• Given instruction A: According to the court ruling, on what date was the hearing on the Motion to Arrest held?
• Given instruction B: Transcribe the court ruling word for word, everything from "On May 16, 2014, Magistrate" down to "Doc. No. 145.".
---------- Selected text ----------
Id. at 13-14. Adalian did not object to the April 9, 2014 F&R, and this court adopted it as its Opinion and Order on May 2, 2014. Doc. No. 141.
On May 16, 2014, Magistrate Judge Chang issued an Order Amending a Supplemental Finding and Recommendation, recommending a further award of $33, 549.36 in fees, taxes and costs against Adalian. Doc. No. 144 at 3. Without objection, this court adopted the May 16, 2014 recommendation by an Order of June 5, 2014. Doc. No. 145.
Despite the May 2, 2014 and June 5, 2014 Orders, Adalian has not paid the amounts due. Accordingly, on October 9, 2014, Jou filed the instant Motion to Arrest. Doc. No. 146. A November 18, 2014 hearing on an Order to Show Cause was set before Magistrate Judge Chang. Doc. No. 148. However, shortly after counsel entered an appearance for Adalian on November 12, 2014, Magistrate Judge Chang recused himself from the action, and the November 18, 2014 hearing was vacated. Doc. No. 150.
Thereafter, attempts were made by Magistrate Judge Barry M. Kurren to resolve the matter, but the parties were unable to agree to a resolution. Doc. Nos. 154, 155. The Motion to Arrest was then set for hearing before this court. Adalian filed an Opposition on January 5, 2015, Doc. No. 157, and Jou filed a Reply on January 12, 2015. Doc. No. 158. A hearing was held on January 20, 2015. At the hearing, the court raised the issue -- never having been addressed previously by either party or this court -- as to whether the court’s contempt powers could properly be used in the collection of the December 23, 2010 Judgment. The court gave Jou the opportunity to file written argument, and on February 3, 2015, Jou filed a Supplemental Brief addressing the court’s contempt powers in the present context. Doc. No. 160.
“Sanctions for civil contempt can be imposed for one or both of two distinct purposes: (1) to compel or coerce obedience to a court order, and (2) to compensate the contemnor’s adversary for injuries resulting from the contemnor’s noncompliance.” Shuffler v. Heritage Bank, 720 F.2d 1141, 1147 (9th Cir. 1983) (internal citations omitted). Here, Jou is seeking a contempt sanction to imprison Adalian “to compel or coerce obedience” with the court’s December 23, 2010 Order (which was reduced to the December 23, 2010 Judgment of $155, 000 and $6, 365.36 in fees, taxes, and costs). Doc. No. 89. He also seeks payment of the $33, 549.36 in fees, taxes, and costs that was awarded on June 5, 2014 as a result of the May 2, 2014 finding of contempt. See Doc. No. 146-1 at 15 (requesting that “[a]n arrest warrant . . . be issued, commanding the United States Marshal to arrest Contemnor Adalian and to incarcerate him immediately upon arrest, and further that Mr. Adalian remain incarcerated until he fully complies with this Court’s Orders at Docs. 88, 89, 122, 139, 141, 142, 144 and 145”).
---------- Supplied information ----------
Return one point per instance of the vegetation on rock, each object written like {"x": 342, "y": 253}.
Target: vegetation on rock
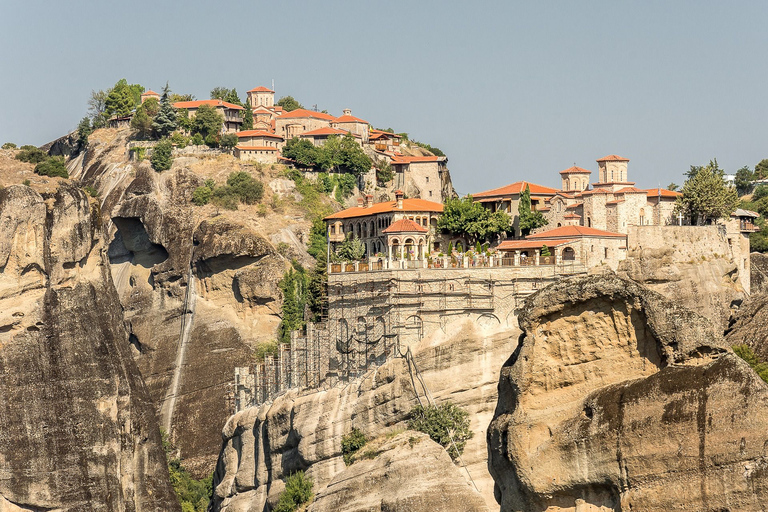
----------
• Exercise response A: January 20, 2015.

• Exercise response B:
On May 16, 2014, Magistrate Judge Chang issued an Order Amending a Supplemental Finding and Recommendation, recommending a further award of $33, 549.36 in fees, taxes and costs against Adalian. Doc. No. 144 at 3. Without objection, this court adopted the May 16, 2014 recommendation by an Order of June 5, 2014. Doc. No. 145.